_What to work on_
Every entry that follows needs to be repeated exactly.

Stored data
%%

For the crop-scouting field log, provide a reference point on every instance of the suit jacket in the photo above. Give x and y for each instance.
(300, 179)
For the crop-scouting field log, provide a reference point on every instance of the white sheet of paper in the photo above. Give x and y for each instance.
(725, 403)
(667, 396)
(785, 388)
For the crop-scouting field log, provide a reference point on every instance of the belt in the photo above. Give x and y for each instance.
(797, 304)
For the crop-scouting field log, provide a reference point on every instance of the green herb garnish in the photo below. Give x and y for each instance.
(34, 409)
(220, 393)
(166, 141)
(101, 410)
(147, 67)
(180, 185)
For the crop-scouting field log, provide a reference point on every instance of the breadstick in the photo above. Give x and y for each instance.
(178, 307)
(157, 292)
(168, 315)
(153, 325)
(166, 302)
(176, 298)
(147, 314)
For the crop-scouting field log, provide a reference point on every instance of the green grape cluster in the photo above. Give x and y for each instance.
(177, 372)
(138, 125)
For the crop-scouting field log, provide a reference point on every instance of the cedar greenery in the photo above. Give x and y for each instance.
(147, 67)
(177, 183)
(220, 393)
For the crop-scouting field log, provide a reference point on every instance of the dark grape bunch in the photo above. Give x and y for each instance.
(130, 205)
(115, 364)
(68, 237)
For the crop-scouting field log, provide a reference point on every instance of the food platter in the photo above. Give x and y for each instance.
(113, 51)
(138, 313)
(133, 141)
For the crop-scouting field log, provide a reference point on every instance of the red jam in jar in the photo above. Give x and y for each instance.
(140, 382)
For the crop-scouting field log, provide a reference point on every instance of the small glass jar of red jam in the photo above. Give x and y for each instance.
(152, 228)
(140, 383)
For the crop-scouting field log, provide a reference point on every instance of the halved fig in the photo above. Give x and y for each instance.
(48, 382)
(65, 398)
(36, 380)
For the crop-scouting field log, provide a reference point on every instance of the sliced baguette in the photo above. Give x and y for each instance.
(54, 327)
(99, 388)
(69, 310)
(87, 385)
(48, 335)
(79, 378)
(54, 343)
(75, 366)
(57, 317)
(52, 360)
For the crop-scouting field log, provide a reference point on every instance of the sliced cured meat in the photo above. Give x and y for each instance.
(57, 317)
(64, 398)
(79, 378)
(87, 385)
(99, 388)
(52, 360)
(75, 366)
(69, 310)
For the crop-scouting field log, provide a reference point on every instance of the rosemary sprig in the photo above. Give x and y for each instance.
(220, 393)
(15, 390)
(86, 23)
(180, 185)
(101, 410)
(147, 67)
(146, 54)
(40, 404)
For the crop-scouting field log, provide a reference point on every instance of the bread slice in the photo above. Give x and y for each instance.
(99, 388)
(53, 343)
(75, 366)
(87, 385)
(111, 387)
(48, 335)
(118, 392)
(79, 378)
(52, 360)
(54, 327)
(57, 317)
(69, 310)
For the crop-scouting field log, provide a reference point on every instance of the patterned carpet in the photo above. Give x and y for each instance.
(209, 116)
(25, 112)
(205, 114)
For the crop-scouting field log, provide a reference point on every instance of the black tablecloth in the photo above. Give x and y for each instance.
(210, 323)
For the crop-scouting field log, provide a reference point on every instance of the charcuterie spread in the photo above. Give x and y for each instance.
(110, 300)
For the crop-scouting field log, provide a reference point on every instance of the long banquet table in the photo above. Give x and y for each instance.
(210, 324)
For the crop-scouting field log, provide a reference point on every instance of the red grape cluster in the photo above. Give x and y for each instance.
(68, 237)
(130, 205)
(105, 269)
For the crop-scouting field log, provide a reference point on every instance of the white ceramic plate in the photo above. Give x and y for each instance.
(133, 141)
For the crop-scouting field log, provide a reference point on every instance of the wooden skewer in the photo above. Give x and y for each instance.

%%

_Task solution_
For the crop-scouting field log, provide a reference point on every instance of the suit jacket in the photo above. Give x and y for each instance.
(300, 179)
For the crop-scouting field log, provide a reference point on every instance of the white sheet of paper in the photo above. Give x and y for each instance.
(725, 403)
(667, 396)
(785, 388)
For the crop-scouting field log, provide a reference point on every instance of the belt in the photo above. Give x and y for each instance.
(797, 304)
For the crop-scouting field log, provide a reference point on every instance of the green herb garnish in the photo below. Give x and y for each instance.
(34, 409)
(220, 393)
(166, 141)
(101, 410)
(147, 67)
(180, 185)
For the crop-scouting field log, provide a reference point on every instance of the breadstick in the photo above. Give x and y for each instance.
(178, 307)
(157, 292)
(168, 315)
(153, 325)
(166, 302)
(176, 298)
(147, 314)
For the crop-scouting field log, provide a reference point on every instance of the green grape cluster in the photo above. Give x and y for each instance.
(177, 372)
(138, 125)
For the crop-scouting field log, provide a reference point on every instance of the cedar greenery in the photo above. Give x and y for each instance.
(147, 67)
(177, 183)
(220, 393)
For the crop-scouting field log, provide a reference point on every instance of the dark grape bunch in the photo above. Give x and y for each instance.
(130, 205)
(115, 364)
(68, 237)
For the crop-scouting field log, provide a reference point on every instance of the food platter in the photo above. Give x and y for each instance.
(113, 51)
(138, 313)
(133, 141)
For the crop-scouting field log, provide a reference point on every instance of the red jam in jar in the photo above. Give x and y for each instance.
(140, 382)
For the crop-scouting field log, provide a reference point on every instance of the small glass jar of red jam in the photo above. Give x and y for each instance.
(152, 228)
(140, 383)
For the crop-scouting field log, provide a reference point on every instance of the halved fig in the photo above. Give x and y for each instance.
(48, 382)
(65, 398)
(36, 380)
For the crop-scouting field log, provide a reference point on every instance of the sliced baguette in the photo above. Give x and y for each instance.
(54, 327)
(99, 388)
(69, 310)
(87, 385)
(48, 335)
(79, 378)
(54, 343)
(75, 366)
(57, 317)
(52, 360)
For the crop-scouting field log, provide a reference point on every instance of the sliced cured meat in the photo above. Give x and y for each instance.
(57, 317)
(64, 398)
(79, 378)
(87, 385)
(99, 388)
(52, 360)
(75, 366)
(69, 310)
For the crop-scouting field log, provide a reference point on every instance of the rosemary sprig in the photo above. Give x and y for each instance.
(220, 393)
(15, 390)
(86, 23)
(180, 185)
(101, 410)
(147, 67)
(146, 54)
(40, 404)
For the crop-scouting field log, provide a reference point on every instance of the bread slice in the photo above. Give x and y for each instance.
(99, 388)
(53, 343)
(75, 366)
(87, 385)
(111, 387)
(48, 335)
(118, 392)
(79, 378)
(52, 360)
(54, 327)
(57, 317)
(69, 310)
For the crop-scouting field log, provide a reference point on every instance of the patterned carpet in the photo above. Give x and y for each instance.
(209, 116)
(25, 112)
(205, 114)
For the crop-scouting field log, provide a reference point on every instance of the black tablecloth in the photo above. Give x and y for each instance.
(210, 323)
For the crop-scouting field log, provide a reference point on every instance of the charcuterie spread in the photo above. Give x and y for each instance.
(110, 300)
For the crop-scouting field log, provide a reference point on every instance of the long banquet table in the photo above. Give x and y for each instance.
(210, 324)
For the crop-scouting field log, provide a reference point on every instance of the red grape cluster in the photo above. Give x and y for each instance.
(68, 237)
(130, 205)
(105, 269)
For the crop-scouting field log, provide a reference point on every instance of the white ceramic plate in the photo above. Give x and y for each instance.
(133, 141)
For the crop-scouting field log, provide a reference point on every instance of the wooden skewer in the photo above. Give x and y for each instance.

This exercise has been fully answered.